**GIVEN INSTRUCTION**:
Rewrite every line of the material with "project documentation" substituted for each "README", leaving everything else unchanged.

— START —

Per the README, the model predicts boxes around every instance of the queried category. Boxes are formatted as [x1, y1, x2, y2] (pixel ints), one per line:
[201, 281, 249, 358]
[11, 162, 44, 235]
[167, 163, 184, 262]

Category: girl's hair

— END —

**ANSWER FOR THE TASK**:
Per the project documentation, the model predicts boxes around every instance of the queried category. Boxes are formatted as [x1, y1, x2, y2] (pixel ints), one per line:
[201, 281, 249, 358]
[11, 162, 44, 235]
[167, 163, 184, 262]

Category: girl's hair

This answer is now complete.